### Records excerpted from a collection
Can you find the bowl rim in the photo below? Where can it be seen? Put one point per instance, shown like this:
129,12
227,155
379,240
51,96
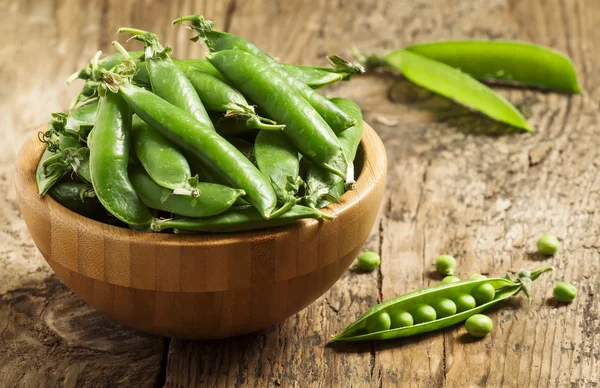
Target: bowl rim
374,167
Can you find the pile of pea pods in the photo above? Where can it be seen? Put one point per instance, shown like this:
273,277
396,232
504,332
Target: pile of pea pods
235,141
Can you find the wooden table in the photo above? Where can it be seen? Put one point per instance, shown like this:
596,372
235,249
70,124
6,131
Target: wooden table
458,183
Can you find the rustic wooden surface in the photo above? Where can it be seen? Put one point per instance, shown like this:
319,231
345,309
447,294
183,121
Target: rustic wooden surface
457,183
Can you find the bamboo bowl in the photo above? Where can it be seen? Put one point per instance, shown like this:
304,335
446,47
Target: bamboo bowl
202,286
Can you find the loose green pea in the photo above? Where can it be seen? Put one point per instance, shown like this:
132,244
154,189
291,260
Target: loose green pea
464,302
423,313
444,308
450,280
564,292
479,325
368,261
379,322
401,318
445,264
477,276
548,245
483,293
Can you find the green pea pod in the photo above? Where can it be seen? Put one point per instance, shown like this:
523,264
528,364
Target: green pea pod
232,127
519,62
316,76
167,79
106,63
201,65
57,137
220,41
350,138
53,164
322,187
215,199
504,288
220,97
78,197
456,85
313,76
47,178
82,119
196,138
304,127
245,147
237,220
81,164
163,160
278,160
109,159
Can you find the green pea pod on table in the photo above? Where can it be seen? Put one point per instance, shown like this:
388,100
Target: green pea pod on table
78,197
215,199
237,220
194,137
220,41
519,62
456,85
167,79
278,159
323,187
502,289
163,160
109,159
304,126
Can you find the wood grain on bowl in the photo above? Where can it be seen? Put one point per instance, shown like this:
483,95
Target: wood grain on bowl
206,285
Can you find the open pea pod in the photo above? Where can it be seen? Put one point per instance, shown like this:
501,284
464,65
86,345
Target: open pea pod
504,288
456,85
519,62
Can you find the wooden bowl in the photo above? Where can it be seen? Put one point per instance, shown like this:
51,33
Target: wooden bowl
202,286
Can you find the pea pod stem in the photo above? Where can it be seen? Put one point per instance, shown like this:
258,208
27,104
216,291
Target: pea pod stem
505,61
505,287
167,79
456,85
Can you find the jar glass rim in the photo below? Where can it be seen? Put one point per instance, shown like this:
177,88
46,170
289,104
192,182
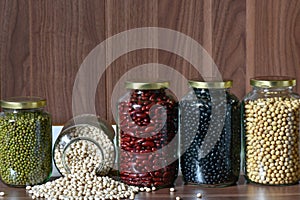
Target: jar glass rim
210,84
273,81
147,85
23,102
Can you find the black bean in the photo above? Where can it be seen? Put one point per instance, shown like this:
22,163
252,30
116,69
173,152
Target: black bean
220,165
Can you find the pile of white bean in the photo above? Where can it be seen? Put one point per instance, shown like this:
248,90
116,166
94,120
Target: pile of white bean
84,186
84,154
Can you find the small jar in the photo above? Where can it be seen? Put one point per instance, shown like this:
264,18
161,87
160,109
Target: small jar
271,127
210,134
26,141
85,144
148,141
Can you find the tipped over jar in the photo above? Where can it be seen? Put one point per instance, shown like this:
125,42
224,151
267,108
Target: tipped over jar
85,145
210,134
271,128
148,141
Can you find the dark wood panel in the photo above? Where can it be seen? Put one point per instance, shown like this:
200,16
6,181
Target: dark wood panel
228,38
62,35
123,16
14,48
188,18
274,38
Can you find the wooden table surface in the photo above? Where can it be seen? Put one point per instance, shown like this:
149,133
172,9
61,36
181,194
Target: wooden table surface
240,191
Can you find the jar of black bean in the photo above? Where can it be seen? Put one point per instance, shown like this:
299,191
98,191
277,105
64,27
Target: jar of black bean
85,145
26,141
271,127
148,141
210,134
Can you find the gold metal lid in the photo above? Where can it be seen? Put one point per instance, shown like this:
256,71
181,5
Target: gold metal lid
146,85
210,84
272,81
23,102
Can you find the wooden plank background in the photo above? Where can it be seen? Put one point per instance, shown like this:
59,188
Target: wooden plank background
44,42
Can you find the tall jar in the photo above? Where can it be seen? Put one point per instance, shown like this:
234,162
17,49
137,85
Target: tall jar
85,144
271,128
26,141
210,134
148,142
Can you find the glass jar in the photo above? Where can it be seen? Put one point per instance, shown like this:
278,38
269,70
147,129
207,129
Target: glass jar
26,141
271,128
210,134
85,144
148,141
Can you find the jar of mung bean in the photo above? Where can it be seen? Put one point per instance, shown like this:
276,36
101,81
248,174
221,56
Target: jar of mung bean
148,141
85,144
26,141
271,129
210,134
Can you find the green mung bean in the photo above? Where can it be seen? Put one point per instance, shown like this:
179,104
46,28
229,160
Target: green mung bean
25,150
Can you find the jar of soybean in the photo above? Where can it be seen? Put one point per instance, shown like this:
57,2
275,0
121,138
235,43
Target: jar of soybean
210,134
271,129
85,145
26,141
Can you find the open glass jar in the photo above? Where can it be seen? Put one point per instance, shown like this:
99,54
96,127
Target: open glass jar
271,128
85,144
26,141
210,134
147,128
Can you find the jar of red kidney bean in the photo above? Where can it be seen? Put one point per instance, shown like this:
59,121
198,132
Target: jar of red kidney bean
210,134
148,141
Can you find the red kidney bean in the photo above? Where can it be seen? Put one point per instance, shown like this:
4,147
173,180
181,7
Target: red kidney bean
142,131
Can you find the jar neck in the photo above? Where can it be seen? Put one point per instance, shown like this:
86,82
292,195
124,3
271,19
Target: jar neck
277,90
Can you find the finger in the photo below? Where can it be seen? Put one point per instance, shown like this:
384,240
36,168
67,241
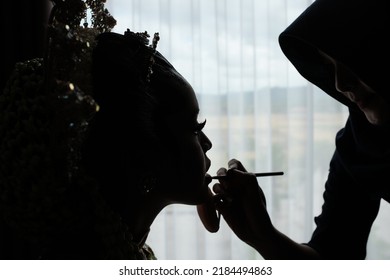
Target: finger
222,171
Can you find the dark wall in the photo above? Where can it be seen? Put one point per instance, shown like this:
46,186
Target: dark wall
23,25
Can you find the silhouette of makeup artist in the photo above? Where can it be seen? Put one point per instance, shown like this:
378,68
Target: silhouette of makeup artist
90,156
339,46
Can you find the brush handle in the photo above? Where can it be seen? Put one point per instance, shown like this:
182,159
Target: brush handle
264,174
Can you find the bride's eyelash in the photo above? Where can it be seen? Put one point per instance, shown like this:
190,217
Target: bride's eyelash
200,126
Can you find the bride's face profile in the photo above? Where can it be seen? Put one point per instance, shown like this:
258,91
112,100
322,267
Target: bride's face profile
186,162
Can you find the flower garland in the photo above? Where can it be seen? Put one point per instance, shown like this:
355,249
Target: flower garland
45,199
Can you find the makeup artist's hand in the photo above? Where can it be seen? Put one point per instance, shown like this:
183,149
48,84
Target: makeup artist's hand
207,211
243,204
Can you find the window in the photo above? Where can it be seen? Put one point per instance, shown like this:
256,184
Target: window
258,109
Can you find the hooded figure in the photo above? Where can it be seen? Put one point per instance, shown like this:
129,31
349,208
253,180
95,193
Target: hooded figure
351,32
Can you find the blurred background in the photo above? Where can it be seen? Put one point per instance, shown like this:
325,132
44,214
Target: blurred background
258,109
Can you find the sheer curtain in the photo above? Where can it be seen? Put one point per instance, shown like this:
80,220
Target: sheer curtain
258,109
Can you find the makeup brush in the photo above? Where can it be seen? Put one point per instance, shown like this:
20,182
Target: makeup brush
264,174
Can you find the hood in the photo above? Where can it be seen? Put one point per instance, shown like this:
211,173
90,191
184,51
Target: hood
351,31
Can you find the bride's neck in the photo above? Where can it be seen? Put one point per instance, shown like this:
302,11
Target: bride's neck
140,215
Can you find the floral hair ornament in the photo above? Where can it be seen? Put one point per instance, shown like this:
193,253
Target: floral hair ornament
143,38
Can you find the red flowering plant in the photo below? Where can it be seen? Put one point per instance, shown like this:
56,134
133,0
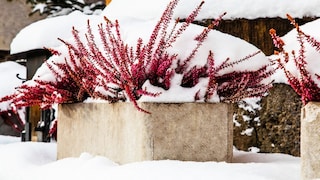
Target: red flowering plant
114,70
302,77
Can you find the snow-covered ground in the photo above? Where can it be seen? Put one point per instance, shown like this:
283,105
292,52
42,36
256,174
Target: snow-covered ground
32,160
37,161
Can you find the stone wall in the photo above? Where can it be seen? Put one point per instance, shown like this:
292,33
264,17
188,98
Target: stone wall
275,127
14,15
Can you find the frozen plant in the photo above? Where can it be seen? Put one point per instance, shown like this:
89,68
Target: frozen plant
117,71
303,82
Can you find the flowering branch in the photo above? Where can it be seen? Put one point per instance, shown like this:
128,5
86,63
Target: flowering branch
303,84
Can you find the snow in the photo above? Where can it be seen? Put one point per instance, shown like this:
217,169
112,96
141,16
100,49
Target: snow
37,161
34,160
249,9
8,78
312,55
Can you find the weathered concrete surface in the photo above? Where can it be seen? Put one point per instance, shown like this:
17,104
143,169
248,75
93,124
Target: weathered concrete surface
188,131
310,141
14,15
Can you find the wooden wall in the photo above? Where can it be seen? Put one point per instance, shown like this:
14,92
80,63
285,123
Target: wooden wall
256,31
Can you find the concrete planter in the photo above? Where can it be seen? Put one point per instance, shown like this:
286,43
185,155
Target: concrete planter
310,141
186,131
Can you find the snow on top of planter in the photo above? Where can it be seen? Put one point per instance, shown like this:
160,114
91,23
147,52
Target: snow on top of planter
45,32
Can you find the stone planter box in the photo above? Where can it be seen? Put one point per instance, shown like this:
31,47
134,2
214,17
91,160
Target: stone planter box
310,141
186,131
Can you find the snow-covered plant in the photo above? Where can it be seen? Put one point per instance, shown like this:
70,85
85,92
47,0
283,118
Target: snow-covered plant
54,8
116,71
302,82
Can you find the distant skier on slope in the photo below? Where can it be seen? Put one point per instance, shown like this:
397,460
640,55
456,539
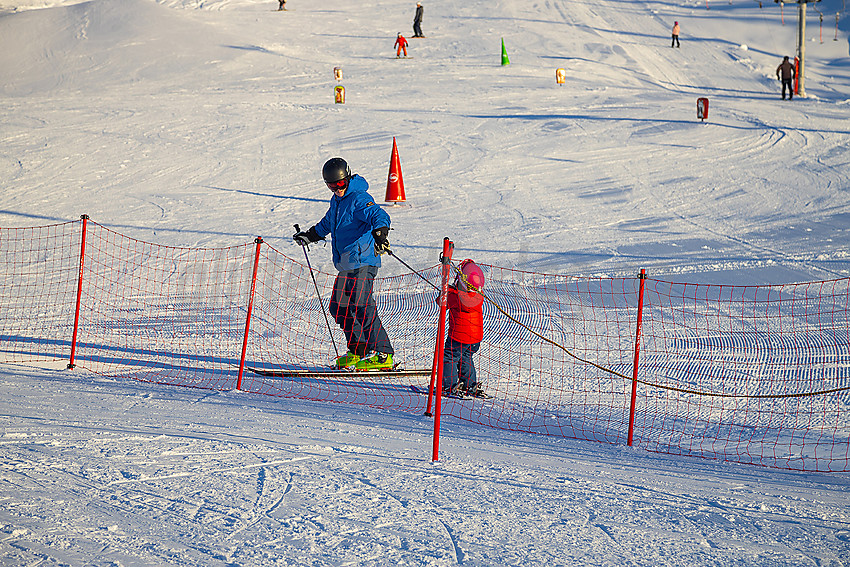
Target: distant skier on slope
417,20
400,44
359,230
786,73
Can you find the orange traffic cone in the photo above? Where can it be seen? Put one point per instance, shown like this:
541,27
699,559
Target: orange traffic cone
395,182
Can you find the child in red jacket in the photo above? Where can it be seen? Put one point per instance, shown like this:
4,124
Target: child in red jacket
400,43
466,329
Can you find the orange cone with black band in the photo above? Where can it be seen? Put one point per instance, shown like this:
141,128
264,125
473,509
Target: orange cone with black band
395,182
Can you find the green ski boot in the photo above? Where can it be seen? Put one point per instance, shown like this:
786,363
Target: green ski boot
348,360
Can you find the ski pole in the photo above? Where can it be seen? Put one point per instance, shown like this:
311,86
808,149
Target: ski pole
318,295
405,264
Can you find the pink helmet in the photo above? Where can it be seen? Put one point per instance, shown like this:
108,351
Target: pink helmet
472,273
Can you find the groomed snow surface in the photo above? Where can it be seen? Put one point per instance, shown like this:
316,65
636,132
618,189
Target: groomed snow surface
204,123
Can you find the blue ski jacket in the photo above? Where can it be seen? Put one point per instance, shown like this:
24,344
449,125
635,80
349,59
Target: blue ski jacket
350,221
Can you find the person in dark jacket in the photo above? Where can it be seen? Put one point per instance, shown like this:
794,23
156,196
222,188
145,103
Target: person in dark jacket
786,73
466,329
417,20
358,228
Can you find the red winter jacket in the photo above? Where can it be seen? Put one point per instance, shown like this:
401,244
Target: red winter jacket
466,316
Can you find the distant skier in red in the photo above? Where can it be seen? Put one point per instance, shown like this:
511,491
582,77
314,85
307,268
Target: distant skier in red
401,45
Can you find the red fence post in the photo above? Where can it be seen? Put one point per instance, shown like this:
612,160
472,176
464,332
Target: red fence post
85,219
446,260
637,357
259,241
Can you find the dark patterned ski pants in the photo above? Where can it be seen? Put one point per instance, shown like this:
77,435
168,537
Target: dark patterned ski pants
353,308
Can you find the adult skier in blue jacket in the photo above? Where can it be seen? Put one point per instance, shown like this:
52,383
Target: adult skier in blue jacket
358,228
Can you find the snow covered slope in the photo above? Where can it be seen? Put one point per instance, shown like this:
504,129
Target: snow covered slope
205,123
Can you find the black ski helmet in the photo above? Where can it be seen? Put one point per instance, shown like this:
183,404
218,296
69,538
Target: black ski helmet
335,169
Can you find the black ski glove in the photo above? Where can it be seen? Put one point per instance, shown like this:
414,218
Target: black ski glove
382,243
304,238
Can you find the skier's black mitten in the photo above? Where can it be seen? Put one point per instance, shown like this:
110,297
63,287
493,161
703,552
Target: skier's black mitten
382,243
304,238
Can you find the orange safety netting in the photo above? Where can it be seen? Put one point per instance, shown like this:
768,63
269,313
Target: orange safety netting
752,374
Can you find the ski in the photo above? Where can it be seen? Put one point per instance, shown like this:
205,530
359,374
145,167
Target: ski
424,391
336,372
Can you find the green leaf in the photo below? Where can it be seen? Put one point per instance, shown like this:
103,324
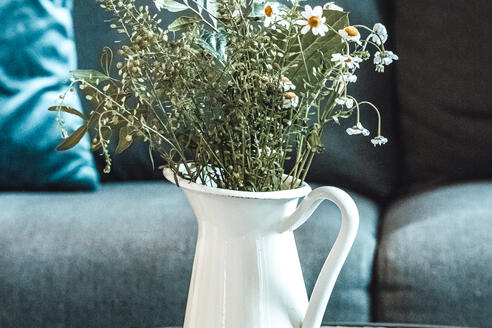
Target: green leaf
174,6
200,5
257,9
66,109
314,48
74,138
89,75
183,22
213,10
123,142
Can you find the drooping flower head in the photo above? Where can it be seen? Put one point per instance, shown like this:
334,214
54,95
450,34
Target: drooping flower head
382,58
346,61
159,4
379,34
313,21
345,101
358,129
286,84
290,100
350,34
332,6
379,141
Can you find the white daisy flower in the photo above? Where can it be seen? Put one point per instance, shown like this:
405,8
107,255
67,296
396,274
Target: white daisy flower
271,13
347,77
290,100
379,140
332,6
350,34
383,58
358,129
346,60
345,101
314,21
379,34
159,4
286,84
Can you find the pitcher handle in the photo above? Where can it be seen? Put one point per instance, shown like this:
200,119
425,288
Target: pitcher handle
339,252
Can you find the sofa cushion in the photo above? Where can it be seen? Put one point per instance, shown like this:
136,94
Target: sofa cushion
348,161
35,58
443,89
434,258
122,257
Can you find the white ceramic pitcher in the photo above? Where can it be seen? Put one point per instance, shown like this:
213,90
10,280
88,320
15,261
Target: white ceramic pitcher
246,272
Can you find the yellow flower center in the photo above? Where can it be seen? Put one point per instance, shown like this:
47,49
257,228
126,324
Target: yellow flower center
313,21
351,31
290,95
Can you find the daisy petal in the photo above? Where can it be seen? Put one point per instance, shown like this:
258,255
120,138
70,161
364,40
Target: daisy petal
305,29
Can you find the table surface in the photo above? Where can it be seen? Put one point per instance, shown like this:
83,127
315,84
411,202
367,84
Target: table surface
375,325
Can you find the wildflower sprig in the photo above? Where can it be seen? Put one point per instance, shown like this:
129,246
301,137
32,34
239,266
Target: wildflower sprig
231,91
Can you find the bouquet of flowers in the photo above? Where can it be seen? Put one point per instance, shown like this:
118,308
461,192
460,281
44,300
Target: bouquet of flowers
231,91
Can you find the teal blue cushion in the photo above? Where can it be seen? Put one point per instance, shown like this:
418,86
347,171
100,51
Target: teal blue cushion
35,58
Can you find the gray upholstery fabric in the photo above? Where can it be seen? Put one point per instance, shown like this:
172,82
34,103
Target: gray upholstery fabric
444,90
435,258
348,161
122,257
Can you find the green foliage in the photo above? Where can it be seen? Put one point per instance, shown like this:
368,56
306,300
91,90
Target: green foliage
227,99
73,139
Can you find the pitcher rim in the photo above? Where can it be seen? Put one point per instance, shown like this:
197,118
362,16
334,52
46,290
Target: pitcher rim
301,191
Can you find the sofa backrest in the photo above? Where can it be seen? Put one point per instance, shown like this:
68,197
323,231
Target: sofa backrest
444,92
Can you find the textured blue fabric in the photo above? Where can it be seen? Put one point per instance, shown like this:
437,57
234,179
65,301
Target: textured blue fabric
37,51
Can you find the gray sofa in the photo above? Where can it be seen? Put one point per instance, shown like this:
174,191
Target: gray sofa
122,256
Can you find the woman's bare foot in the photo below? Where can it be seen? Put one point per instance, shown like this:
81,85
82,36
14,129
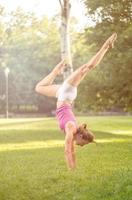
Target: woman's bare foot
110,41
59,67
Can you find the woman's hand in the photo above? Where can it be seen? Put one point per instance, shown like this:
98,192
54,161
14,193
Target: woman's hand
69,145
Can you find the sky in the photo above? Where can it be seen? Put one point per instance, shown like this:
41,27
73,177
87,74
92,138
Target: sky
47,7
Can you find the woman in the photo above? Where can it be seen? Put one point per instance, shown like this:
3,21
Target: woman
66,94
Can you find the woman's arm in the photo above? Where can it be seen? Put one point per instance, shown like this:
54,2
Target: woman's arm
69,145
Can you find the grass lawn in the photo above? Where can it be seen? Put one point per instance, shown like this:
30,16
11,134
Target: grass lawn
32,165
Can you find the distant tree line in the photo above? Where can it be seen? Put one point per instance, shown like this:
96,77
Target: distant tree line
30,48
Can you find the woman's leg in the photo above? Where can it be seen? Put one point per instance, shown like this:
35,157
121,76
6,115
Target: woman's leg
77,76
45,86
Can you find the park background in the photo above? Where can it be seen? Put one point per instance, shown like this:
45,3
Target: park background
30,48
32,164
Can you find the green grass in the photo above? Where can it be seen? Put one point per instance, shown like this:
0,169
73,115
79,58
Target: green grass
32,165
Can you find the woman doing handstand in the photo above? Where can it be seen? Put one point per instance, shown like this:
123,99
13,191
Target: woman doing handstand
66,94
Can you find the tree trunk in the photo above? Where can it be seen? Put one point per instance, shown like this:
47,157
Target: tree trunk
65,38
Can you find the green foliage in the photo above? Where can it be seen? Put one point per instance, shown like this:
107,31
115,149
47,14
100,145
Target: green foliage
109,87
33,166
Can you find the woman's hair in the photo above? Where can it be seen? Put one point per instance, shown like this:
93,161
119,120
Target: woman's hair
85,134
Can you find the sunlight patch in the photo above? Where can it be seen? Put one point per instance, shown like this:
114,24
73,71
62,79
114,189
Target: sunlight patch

### Set problem
Set down, word for word, only the lines running from the line with "Can you find the distant tree" to the last line of the listing above. Both of those lines belong in your answer.

### Answer to the exercise
Can you find the distant tree line in the photo above? Where can it be seen? Put one point per instance, shown like this:
96,77
Target: distant tree line
30,48
Can you find the woman's leg in the photo above? Where can it be seen? Put one point per instance, shown like this:
35,157
121,76
6,115
Target: woman's leg
77,76
45,86
Can you find the park background in the photo above? Where can it be seen? Put one point per instance, shown like this:
45,3
Target: park background
30,48
32,164
Can you find the green grass in the photo above? Where can it be seen? Put one point per instance, shown like this:
0,169
73,115
79,58
Target: green grass
32,165
Can you find the woman doing handstand in the photo above? Where can it be seen? Put one point per instance, shown like this:
123,99
13,191
Target: woman doing handstand
66,94
Can you find the tree trunk in the photo above? Where can it be seen? Put one point per instance, shown like this:
47,157
Target: tree trunk
65,38
Can you find the green foliage in the photo above? Where can it be seen? Put one point per instance, shown like this:
107,31
115,149
47,14
100,145
Target: green foliage
109,87
33,166
Can you find the woman's hair in the photo above? Where can it be seen? Put one point per instance, shown like this:
93,161
119,120
Target: woman's hair
85,134
Can you find the sunlight patch in the photo above? Where can it be seen? Put one point per instance, shown like this:
114,24
73,71
62,79
114,189
Target: sunlight patch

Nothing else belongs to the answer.